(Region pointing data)
++++++
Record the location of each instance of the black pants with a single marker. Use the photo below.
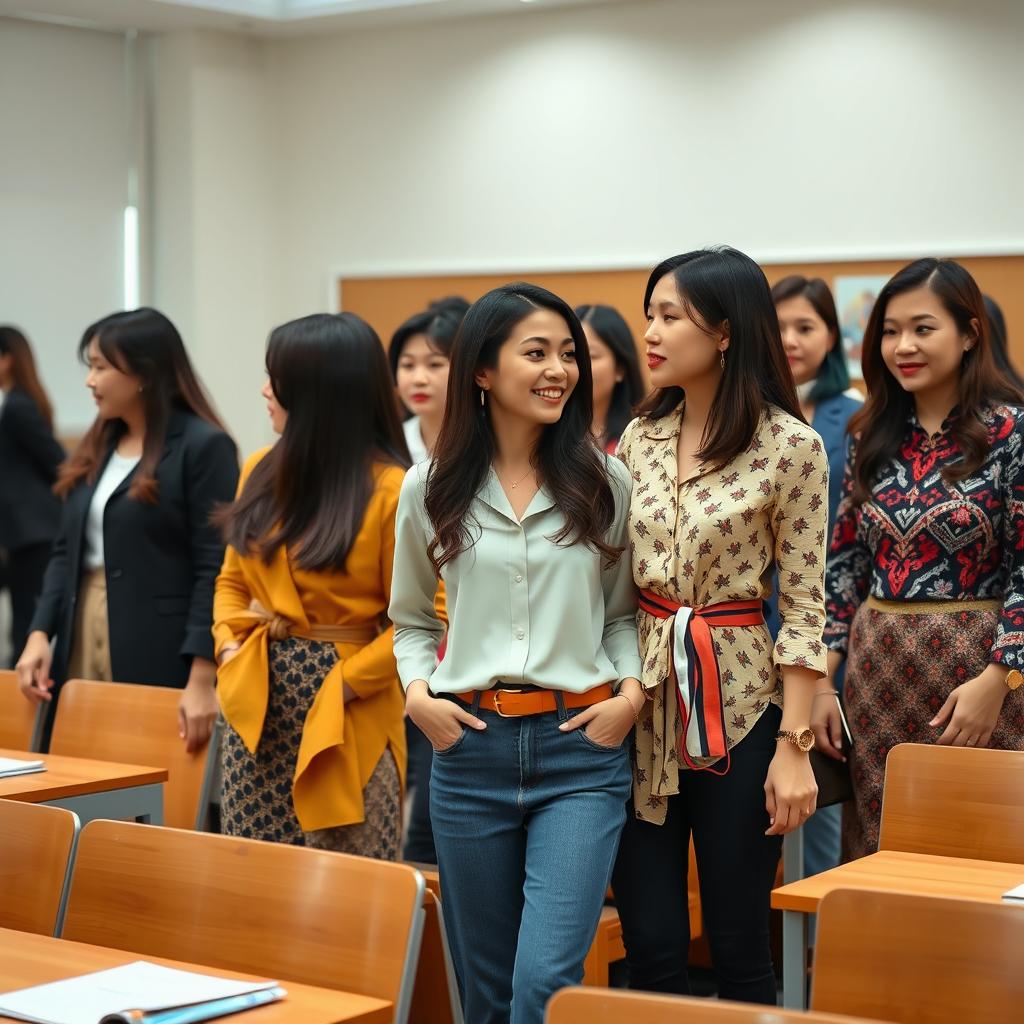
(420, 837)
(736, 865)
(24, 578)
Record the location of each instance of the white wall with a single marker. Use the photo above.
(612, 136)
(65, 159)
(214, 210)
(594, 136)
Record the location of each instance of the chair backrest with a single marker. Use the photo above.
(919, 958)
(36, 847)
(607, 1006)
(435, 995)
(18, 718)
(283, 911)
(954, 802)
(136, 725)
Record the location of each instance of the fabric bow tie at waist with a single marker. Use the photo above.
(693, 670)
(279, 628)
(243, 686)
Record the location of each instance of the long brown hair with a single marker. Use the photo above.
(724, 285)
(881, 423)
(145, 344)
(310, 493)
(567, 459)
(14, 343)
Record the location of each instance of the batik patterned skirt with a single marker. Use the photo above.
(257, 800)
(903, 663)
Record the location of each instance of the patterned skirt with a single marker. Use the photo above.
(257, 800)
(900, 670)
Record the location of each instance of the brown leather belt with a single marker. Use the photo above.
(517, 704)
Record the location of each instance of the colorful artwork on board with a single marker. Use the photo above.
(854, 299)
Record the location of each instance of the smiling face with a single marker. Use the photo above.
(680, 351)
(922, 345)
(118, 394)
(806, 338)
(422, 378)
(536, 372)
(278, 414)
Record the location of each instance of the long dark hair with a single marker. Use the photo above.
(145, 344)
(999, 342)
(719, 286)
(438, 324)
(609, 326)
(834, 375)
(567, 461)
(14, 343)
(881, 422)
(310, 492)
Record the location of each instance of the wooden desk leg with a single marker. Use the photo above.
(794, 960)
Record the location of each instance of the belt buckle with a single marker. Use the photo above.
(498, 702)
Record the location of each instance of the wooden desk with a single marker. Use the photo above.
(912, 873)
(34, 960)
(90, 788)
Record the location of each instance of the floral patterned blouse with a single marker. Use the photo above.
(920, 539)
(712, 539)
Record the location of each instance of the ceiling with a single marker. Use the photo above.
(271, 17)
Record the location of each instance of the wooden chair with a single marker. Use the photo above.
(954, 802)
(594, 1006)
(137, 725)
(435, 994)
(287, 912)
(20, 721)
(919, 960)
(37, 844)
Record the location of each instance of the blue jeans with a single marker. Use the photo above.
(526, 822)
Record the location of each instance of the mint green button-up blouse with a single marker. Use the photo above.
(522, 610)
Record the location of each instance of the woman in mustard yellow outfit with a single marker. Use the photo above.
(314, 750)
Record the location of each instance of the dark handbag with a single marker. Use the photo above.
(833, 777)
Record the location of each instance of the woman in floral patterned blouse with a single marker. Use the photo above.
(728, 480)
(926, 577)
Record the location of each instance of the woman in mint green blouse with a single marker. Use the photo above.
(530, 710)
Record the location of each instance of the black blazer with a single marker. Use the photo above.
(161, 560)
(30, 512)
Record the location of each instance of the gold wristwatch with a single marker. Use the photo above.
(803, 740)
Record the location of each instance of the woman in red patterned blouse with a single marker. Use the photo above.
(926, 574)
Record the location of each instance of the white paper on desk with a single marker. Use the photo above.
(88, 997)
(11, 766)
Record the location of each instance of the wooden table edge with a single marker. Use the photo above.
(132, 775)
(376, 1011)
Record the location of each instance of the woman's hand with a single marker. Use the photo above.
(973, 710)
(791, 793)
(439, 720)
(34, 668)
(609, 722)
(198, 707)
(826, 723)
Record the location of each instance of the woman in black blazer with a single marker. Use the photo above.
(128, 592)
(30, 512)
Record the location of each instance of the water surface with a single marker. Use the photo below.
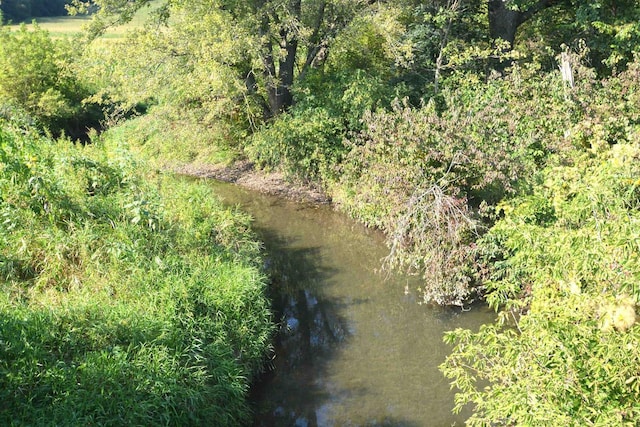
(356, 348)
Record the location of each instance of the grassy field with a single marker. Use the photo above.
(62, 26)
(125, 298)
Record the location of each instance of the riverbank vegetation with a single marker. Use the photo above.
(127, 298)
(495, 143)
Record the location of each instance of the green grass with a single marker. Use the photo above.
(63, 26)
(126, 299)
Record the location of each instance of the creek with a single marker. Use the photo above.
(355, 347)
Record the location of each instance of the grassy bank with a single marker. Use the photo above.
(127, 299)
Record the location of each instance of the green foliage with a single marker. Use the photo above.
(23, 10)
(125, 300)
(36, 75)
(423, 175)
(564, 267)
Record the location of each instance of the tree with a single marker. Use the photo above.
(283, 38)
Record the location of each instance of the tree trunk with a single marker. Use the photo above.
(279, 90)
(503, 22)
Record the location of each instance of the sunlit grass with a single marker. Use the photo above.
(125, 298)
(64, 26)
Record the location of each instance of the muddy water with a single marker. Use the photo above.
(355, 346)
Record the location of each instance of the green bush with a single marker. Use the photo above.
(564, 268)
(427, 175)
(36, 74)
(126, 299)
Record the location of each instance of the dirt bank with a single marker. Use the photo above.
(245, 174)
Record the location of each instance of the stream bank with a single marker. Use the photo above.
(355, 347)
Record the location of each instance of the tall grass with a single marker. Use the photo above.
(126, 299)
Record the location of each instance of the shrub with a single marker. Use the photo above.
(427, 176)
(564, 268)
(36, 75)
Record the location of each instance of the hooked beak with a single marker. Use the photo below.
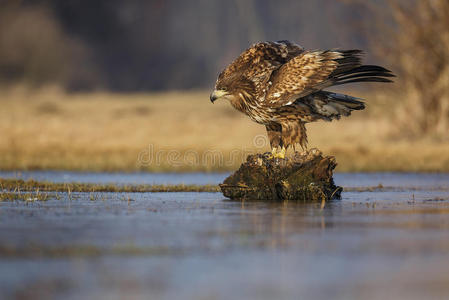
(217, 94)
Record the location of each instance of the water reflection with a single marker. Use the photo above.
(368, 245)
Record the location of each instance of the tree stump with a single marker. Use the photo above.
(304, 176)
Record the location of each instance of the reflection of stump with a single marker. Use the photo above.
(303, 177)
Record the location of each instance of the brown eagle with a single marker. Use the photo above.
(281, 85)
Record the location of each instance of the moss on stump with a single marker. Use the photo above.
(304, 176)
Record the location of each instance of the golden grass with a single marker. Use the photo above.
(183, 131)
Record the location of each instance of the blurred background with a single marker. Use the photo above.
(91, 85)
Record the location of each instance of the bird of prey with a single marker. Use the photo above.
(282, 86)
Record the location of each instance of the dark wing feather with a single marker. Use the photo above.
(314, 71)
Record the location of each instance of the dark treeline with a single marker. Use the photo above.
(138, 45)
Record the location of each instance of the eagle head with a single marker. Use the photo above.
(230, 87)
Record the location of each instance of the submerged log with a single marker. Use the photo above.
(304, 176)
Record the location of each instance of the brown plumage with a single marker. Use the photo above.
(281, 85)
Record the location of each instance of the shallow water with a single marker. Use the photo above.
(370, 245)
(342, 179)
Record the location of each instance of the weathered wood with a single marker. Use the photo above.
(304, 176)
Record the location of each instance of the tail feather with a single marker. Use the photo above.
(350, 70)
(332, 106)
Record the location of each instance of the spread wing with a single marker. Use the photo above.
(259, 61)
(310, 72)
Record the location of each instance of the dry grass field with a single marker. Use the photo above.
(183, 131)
++++++
Excluding pictures, print all lines above exactly.

Record the location of each instance of the black pants with a single marker. Use the photo below.
(420, 837)
(736, 865)
(24, 578)
Record the location of each instance of the white wall with a single marker. Use the photo above.
(612, 136)
(65, 159)
(214, 210)
(594, 136)
Record the location of each instance of the chair backrest with a single marker. Use the photo above.
(919, 958)
(36, 847)
(607, 1006)
(435, 995)
(18, 718)
(283, 911)
(954, 802)
(136, 725)
Record the location of each instance of the fabric bow tie at waist with a single marker. Use the photo above.
(693, 670)
(279, 628)
(243, 686)
Record the location of each instance of the long brown hair with a single marker. Use the photo above.
(724, 285)
(881, 423)
(145, 344)
(310, 493)
(567, 459)
(14, 343)
Record the location of each instance of the batik patterned skirt with a single marker. Use the photo above.
(257, 800)
(903, 663)
Record the location of each instance of the patterned skirt with a single marker. Use the photo above.
(257, 800)
(900, 670)
Record the location of each instance of the brown leather belt with a single marker. Use the photo above.
(517, 704)
Record the location of each instance of the colorful artwork on board with a single marker. Use the photo above.
(854, 299)
Record the location of each instance of the smiling face with a single marker. Use the photo above.
(680, 351)
(922, 345)
(118, 394)
(806, 338)
(422, 378)
(536, 372)
(278, 414)
Record the location of each instance of the long dark hair with a single marker. Use the photo above.
(145, 344)
(999, 342)
(719, 286)
(438, 324)
(609, 326)
(834, 375)
(567, 461)
(14, 343)
(881, 422)
(310, 492)
Record the location of each instance of the wooden desk leg with a single marker. Use the photo above.
(794, 960)
Record the location of each instance of the belt buckle with a single marker. Use the photo above.
(498, 702)
Record the location of each instance of the wooden desk with a single marker. Use the photo above.
(912, 873)
(34, 960)
(90, 788)
Record the location of each instance of the floral patterned blouse with a single marker. Use the photo above.
(920, 539)
(712, 539)
Record the location of each instance of the ceiling with a single marker. Use the photo above.
(271, 17)
Record the location of each instance of the wooden chair with a single marker. Use the photo above.
(954, 802)
(594, 1006)
(137, 725)
(435, 994)
(287, 912)
(20, 721)
(919, 960)
(37, 844)
Record the location of each instance of the blue jeans with a single marker. Use the photo above.
(526, 822)
Record the location of each instance of the mint green button-up blouse with a single marker. Use the photo above.
(522, 610)
Record the location of each instance of the woman in mustard yellow outfit with a single marker. Use the photo above.
(314, 750)
Record the location of each instance of the dark handbag with a single marker. Use the photo above.
(833, 777)
Record the location of each instance of the woman in floral patterned blouse with a single marker. Use the photo above.
(728, 480)
(926, 577)
Record the location of each instance of the woman in mint green blouse with a single marker. Use the photo above.
(530, 710)
Record the location of each instance of the black blazer with a single marker. Use the photo above.
(161, 560)
(30, 512)
Record the location of each instance of the gold wristwatch with a single marker. Use the photo above.
(803, 740)
Record the location of each instance of the woman in red patterned blouse with a single marker. Use the photo above.
(926, 574)
Record the location of each instance of the white paper on desk with a single marker. Use the photo above.
(88, 997)
(11, 766)
Record the location of each instance of the wooden table edge with a single marker. Use the photo above.
(132, 775)
(376, 1011)
Record the location of each instance of the woman's hand with a single marker. Use the photo above.
(973, 710)
(791, 793)
(439, 720)
(34, 668)
(609, 722)
(198, 707)
(826, 723)
Record the location of each instance of the woman in black blazer with a single marker. Use the photo above.
(128, 592)
(30, 512)
Record the location of each instance of the water surface with a single marker. Use the photo below.
(356, 348)
Record the location of each instance of the grassy field with a single marker. Use the photo above.
(62, 26)
(125, 298)
Record the location of each instance of the riverbank vegetation with a single marker. Use the photo above.
(127, 298)
(495, 143)
Record the location of each instance of the green grass with a single marker. Use the photo above.
(63, 26)
(126, 299)
Record the location of each instance of the creek with a single marker. Use the photo above.
(355, 347)
Record the location of each instance of the grassy bank with a single marker. Use the photo above.
(127, 299)
Record the location of each instance of the green foliage with a single marker. Use the photo above.
(23, 10)
(125, 300)
(36, 75)
(423, 175)
(564, 267)
Record the location of each instance of the tree with a single marker. Use the photo above.
(283, 38)
Record the location of each instance of the tree trunk with a single marker. Use the photo above.
(279, 90)
(503, 22)
Record the location of each instance of the sunlit grass with a single marker. Use the photo above.
(125, 298)
(64, 26)
Record the location of each instance of the muddy water with a single marker. Use the photo above.
(355, 346)
Record the location of each instance of the green bush with a single marker. Use the photo above.
(564, 268)
(427, 175)
(36, 74)
(126, 299)
Record the location of each instance of the dirt bank with a single marker. Use the photo above.
(245, 174)
Record the location of each instance of the stream bank with a single marker. Use the photo above.
(355, 347)
Record the location of each instance of the tall grass with a single marker. Use the photo above.
(126, 299)
Record the location of each instance of the shrub with a single marker. Use the photo above.
(427, 176)
(564, 268)
(36, 75)
Record the location of each instance of the hooked beak with a single marker. Use the photo below.
(217, 94)
Record the location of each instance of the water reflection with a single marker. Use the photo above.
(368, 245)
Record the location of each instance of the tree stump with a single marker. Use the photo above.
(304, 176)
Record the location of each instance of the reflection of stump with a single marker. Use the photo above.
(303, 177)
Record the location of each instance of the brown eagle with a single marker. Use the photo above.
(281, 85)
Record the location of each instance of the moss on stump with a single marker. Use the photo above.
(304, 176)
Record the location of each instance of the golden grass with a single marker. Use the photo above.
(183, 131)
Record the location of each instance of the blurred background with a single marker. Use the photo above.
(91, 85)
Record the location of each instance of the bird of prey with a single marker. Use the photo above.
(282, 86)
Record the location of each instance of the dark wing feather with a single marker. Use the photo above.
(314, 71)
Record the location of each instance of the dark treeline with a single marker. Use the photo above.
(138, 45)
Record the location of each instance of the eagle head with a single marker. Use the photo above.
(230, 87)
Record the location of each instance of the submerged log with a single marker. Use the photo above.
(304, 176)
Record the location of each instance of the brown plumage with a single marker. Use the photo above.
(281, 85)
Record the location of each instance of the shallow water with a single marker. Use the photo above.
(370, 245)
(342, 179)
Record the location of each instance of the weathered wood with a single marker. Use the photo above.
(304, 176)
Record the location of each instance of the tail feather with a single marker. Use the photo above.
(350, 70)
(332, 106)
Record the location of each instance of the spread wing with a single marker. Use the photo above.
(259, 61)
(310, 72)
Record the location of each instance of the dry grass field with a single marker. Use the photo above.
(183, 131)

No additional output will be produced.